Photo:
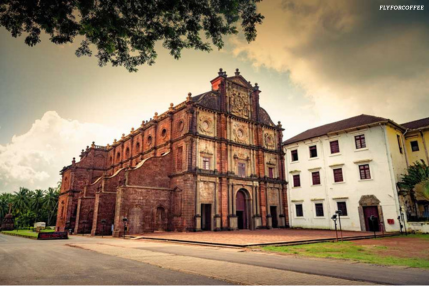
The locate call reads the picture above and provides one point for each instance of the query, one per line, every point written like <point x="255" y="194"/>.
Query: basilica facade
<point x="212" y="162"/>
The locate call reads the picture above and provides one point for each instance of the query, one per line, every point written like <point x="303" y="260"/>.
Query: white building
<point x="351" y="165"/>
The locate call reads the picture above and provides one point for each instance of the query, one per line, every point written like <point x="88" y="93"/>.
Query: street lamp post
<point x="339" y="213"/>
<point x="103" y="224"/>
<point x="334" y="218"/>
<point x="125" y="225"/>
<point x="402" y="216"/>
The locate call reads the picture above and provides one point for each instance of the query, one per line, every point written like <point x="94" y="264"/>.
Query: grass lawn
<point x="382" y="251"/>
<point x="25" y="233"/>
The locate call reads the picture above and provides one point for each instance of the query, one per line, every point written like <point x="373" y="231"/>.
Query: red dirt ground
<point x="405" y="247"/>
<point x="241" y="237"/>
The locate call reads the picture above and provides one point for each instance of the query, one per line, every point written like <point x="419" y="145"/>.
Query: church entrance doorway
<point x="206" y="217"/>
<point x="368" y="213"/>
<point x="274" y="215"/>
<point x="241" y="210"/>
<point x="160" y="218"/>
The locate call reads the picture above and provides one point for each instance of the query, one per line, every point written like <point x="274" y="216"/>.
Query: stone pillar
<point x="96" y="214"/>
<point x="197" y="217"/>
<point x="217" y="217"/>
<point x="257" y="216"/>
<point x="232" y="217"/>
<point x="78" y="213"/>
<point x="281" y="220"/>
<point x="268" y="215"/>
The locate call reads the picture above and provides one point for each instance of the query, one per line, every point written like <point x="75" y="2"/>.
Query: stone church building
<point x="212" y="162"/>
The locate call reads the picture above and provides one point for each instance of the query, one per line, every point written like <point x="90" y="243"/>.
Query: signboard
* * * * *
In full and without any pictures, print the listing above exactly.

■ OUTPUT OF THE EXERCISE:
Photo:
The locate call reads the picture above and provides one point for each instance of the query, one per line, every point written like <point x="255" y="194"/>.
Query: basilica facade
<point x="212" y="162"/>
The locate call reads the picture above and provides one point for each instance of the query, one per line, every point written like <point x="303" y="260"/>.
Query: white building
<point x="351" y="165"/>
The locate call reads the picture above and provides one point for each instance of the query, one per line, every point written like <point x="88" y="93"/>.
Query: street lamp post
<point x="339" y="213"/>
<point x="103" y="224"/>
<point x="334" y="218"/>
<point x="125" y="225"/>
<point x="402" y="216"/>
The locate call reads the picture above and provides one point for each instance of the query, one per line, every point written like <point x="94" y="264"/>.
Query: grass lawn
<point x="382" y="251"/>
<point x="25" y="233"/>
The locate call reads the picture above and provides one point for each instance of the query, one per line, every point written like <point x="373" y="231"/>.
Query: red dirt ground
<point x="405" y="247"/>
<point x="241" y="237"/>
The locate call reads the picture above and provides one point for each instance of the query, one per line, every point written like <point x="419" y="145"/>.
Query: church entrance doorway
<point x="206" y="217"/>
<point x="368" y="213"/>
<point x="274" y="215"/>
<point x="241" y="210"/>
<point x="160" y="218"/>
The locate call reads the picture above and provides one point for each instance of the query, one per line, every point written like <point x="274" y="216"/>.
Query: stone pillar
<point x="96" y="214"/>
<point x="197" y="217"/>
<point x="217" y="217"/>
<point x="257" y="216"/>
<point x="232" y="217"/>
<point x="78" y="213"/>
<point x="281" y="220"/>
<point x="268" y="215"/>
The locate call reads the picture above and provides one point for each instance of the query, one per line, every point written like <point x="75" y="2"/>.
Query: stone church building
<point x="212" y="162"/>
The locate call reads the picture above and provides one point for each instance of the query, one per line, every point written like <point x="90" y="243"/>.
Query: signboard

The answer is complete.